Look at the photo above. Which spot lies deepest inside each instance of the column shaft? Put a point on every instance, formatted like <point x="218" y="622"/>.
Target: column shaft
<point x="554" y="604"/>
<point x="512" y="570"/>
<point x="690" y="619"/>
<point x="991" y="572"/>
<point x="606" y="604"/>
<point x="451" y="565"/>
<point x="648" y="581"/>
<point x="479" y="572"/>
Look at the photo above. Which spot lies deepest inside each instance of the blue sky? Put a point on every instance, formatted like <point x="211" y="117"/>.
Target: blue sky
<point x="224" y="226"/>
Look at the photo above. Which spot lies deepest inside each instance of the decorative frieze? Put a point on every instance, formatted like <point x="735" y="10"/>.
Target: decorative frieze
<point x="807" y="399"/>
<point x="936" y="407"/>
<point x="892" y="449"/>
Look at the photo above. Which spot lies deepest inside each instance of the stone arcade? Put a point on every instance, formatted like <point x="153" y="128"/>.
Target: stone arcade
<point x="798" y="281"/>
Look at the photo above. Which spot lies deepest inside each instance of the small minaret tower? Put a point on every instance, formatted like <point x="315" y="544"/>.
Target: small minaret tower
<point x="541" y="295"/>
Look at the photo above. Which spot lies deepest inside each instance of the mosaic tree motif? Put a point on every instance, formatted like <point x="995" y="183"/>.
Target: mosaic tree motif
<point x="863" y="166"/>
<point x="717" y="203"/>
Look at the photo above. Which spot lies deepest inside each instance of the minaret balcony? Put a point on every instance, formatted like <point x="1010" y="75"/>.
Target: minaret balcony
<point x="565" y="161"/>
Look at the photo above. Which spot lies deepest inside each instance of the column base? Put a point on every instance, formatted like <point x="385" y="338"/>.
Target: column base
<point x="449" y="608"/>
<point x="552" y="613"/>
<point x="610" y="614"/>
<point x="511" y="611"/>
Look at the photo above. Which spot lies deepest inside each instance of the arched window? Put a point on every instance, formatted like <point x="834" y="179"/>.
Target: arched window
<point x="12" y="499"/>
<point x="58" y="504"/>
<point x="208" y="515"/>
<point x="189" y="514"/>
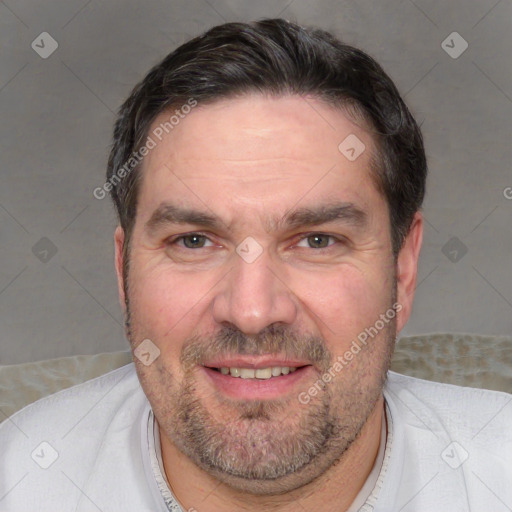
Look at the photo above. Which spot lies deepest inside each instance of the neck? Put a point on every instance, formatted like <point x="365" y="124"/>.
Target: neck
<point x="338" y="486"/>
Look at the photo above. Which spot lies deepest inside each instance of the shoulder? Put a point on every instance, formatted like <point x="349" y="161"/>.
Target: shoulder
<point x="59" y="442"/>
<point x="453" y="442"/>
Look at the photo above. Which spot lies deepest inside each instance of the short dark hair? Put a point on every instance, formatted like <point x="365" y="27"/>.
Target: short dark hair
<point x="276" y="57"/>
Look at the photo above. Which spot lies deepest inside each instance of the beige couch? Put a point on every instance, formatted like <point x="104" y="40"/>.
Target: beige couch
<point x="462" y="359"/>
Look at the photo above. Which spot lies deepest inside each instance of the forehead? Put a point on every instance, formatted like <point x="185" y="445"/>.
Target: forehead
<point x="255" y="148"/>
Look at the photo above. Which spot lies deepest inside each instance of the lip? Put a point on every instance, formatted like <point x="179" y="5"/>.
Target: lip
<point x="254" y="362"/>
<point x="258" y="389"/>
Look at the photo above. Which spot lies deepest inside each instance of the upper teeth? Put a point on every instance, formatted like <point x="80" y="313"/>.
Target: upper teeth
<point x="260" y="373"/>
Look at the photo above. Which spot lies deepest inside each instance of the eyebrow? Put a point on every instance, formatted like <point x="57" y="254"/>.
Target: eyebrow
<point x="347" y="213"/>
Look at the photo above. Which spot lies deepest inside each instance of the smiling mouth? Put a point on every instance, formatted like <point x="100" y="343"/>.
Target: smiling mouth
<point x="269" y="372"/>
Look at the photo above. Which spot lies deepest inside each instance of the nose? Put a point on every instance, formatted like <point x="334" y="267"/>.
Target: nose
<point x="253" y="296"/>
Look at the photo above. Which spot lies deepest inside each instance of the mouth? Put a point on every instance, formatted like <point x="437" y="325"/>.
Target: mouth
<point x="244" y="382"/>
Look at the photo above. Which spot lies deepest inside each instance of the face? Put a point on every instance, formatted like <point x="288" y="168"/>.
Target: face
<point x="259" y="245"/>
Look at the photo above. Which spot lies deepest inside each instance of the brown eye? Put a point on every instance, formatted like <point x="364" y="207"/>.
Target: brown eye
<point x="318" y="241"/>
<point x="193" y="241"/>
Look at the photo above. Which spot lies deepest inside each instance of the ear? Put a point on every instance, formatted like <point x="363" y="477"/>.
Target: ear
<point x="407" y="270"/>
<point x="118" y="247"/>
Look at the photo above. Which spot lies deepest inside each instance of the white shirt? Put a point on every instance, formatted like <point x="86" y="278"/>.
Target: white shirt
<point x="448" y="449"/>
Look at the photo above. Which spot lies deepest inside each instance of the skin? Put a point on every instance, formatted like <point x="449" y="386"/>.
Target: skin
<point x="249" y="161"/>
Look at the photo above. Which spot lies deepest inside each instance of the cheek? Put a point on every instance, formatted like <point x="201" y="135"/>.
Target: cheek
<point x="165" y="305"/>
<point x="343" y="302"/>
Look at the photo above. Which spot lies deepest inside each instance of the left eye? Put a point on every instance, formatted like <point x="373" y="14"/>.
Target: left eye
<point x="193" y="241"/>
<point x="317" y="241"/>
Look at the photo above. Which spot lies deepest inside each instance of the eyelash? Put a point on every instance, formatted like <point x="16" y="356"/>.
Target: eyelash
<point x="174" y="241"/>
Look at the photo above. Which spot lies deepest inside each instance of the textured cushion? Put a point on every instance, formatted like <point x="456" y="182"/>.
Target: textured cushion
<point x="462" y="359"/>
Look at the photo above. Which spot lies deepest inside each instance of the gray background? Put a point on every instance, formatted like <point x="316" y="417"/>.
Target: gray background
<point x="55" y="133"/>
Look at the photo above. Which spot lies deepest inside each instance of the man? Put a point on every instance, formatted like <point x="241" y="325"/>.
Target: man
<point x="268" y="180"/>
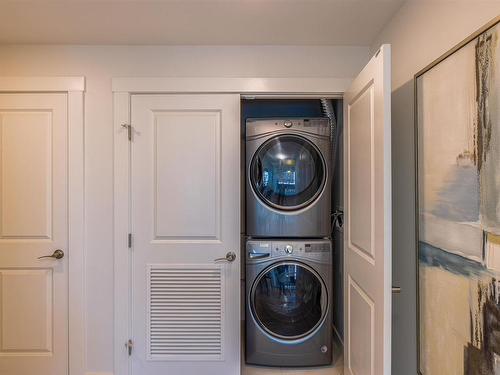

# Given task:
Copy out the data above word for word, starting with the line that contains "of the white" and continuing through the last line of the data. Leave out the pictures.

# Exercise answer:
Look at the photo above. Which spot lies deepest inside each instance of the white shirt? Put a point on every instance, formatted like <point x="86" y="278"/>.
Target: white shirt
<point x="448" y="449"/>
Look at the photo above. Which spot lies deepest inside each instance of the skin? Put a point on every instance, formatted like <point x="449" y="386"/>.
Target: skin
<point x="249" y="161"/>
Look at the photo above. Which spot lies deepest inside each instance of the cheek? Put a point on every instance, formatted like <point x="201" y="135"/>.
Target: cheek
<point x="165" y="305"/>
<point x="343" y="302"/>
Look at the photo above. Which spot lies deepest inside each instance of the left eye? Put a point on every instance, formatted like <point x="373" y="14"/>.
Target: left eye
<point x="193" y="241"/>
<point x="317" y="241"/>
Look at the photo above. Which spot lies deepest inside each instance of the eyelash? Put a point on every instance, formatted like <point x="16" y="356"/>.
Target: eyelash
<point x="174" y="241"/>
Look at the photo above. Which spot lies deepest inside each instance of the textured cushion? Put a point on every instance, formatted like <point x="456" y="182"/>.
Target: textured cushion
<point x="462" y="359"/>
Look at the photo above. Which spot lies deepest inside each instance of the gray background? Put a point on every instance, formatted like <point x="316" y="417"/>.
Target: gray background
<point x="55" y="133"/>
Look at the photo above. Which spot lies deepest inside each instance of the man? Put a point on every instance, formatted like <point x="241" y="325"/>.
Target: man
<point x="268" y="180"/>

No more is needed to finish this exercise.